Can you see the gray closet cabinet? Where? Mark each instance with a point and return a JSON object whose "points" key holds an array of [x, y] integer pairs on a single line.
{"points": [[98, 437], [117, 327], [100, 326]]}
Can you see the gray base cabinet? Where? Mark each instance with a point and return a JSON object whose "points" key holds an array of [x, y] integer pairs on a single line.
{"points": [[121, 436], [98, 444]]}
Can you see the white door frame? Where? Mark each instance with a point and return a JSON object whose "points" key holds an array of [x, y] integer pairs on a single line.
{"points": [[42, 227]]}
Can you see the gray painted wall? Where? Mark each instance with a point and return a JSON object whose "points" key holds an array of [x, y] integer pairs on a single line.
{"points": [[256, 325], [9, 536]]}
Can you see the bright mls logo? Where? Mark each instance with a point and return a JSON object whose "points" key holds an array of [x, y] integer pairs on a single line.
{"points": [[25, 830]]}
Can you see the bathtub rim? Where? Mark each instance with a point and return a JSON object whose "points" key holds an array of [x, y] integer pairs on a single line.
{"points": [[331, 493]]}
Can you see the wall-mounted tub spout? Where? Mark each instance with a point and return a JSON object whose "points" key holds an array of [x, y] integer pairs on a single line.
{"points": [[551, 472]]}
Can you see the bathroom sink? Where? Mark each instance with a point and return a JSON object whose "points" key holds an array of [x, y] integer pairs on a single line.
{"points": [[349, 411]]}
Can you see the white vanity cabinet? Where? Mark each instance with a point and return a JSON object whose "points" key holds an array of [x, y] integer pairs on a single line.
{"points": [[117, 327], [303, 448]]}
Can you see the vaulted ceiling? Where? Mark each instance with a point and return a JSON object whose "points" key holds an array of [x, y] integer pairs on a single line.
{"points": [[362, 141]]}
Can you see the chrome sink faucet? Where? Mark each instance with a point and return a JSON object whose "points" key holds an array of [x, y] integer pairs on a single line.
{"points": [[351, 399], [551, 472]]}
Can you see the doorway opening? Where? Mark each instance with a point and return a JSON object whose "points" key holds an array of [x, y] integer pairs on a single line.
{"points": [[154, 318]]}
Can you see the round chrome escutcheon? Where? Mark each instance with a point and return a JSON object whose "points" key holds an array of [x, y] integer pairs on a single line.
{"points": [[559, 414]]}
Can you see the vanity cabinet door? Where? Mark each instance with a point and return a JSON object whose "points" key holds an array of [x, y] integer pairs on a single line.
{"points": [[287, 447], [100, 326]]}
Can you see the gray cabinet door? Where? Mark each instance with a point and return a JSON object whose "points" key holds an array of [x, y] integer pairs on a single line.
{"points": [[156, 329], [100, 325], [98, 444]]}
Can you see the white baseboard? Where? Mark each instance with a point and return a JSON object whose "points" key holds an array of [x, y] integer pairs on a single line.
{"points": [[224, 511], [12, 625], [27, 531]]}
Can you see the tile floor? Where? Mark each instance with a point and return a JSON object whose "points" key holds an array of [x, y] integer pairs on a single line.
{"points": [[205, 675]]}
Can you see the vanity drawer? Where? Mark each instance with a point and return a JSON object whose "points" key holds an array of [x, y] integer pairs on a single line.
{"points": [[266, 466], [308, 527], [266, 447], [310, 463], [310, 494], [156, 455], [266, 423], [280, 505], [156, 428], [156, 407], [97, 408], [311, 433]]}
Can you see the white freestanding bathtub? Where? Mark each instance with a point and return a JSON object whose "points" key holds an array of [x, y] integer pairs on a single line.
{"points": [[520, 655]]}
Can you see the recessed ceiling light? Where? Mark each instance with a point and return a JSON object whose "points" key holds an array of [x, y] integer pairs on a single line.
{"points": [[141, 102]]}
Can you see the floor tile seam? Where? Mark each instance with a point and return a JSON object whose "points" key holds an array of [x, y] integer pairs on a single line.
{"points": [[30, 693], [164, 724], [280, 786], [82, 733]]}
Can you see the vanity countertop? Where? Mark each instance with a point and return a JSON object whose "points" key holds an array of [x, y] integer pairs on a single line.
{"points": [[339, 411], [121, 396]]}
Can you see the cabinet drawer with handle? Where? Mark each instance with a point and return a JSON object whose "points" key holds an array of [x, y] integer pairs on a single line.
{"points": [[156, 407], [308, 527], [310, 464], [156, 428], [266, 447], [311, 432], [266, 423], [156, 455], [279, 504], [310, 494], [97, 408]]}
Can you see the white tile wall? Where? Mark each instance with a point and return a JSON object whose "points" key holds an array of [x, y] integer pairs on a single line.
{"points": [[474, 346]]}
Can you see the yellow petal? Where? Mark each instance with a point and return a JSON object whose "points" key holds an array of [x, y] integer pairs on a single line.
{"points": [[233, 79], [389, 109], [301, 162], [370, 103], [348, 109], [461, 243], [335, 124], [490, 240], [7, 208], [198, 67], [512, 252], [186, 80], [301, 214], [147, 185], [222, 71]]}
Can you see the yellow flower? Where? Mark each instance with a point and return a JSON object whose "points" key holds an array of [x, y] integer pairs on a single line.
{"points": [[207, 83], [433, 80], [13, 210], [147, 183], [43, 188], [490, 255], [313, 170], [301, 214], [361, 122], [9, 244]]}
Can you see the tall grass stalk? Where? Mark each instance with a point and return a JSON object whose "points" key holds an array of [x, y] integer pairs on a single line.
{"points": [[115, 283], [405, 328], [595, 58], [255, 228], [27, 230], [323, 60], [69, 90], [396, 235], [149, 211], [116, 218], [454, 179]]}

● Required task
All lines from the one that contains "Can you see the yellow petal?" through the end of the material are to be quoted exactly, with both ends included.

● Task output
Can you see the yellow petal? Where? Mark each instance with a point and return a JSON object whose "points" key holds an array of [x, y] integer pairs on a single line.
{"points": [[233, 79], [389, 109], [301, 162], [370, 103], [348, 109], [461, 243], [335, 124], [490, 240], [7, 208], [198, 67], [512, 252], [186, 80], [301, 214], [147, 185], [222, 71]]}
Can you see the yellow flower? Where? Mark each instance with a point and return a JSON object whose "points" key holds an array of [x, y] integer pairs on a single line.
{"points": [[207, 83], [433, 80], [13, 210], [147, 183], [43, 188], [490, 255], [313, 170], [301, 214], [361, 122], [9, 244]]}
Can you see the tall grass stalk? Where? Mark each instance with a point and return a JSON object whose "points" key holds an array of [x, y] integer pairs on a single line.
{"points": [[115, 283], [405, 328], [595, 58], [255, 228], [27, 230], [323, 60], [69, 90], [396, 235], [149, 211], [116, 218], [454, 179]]}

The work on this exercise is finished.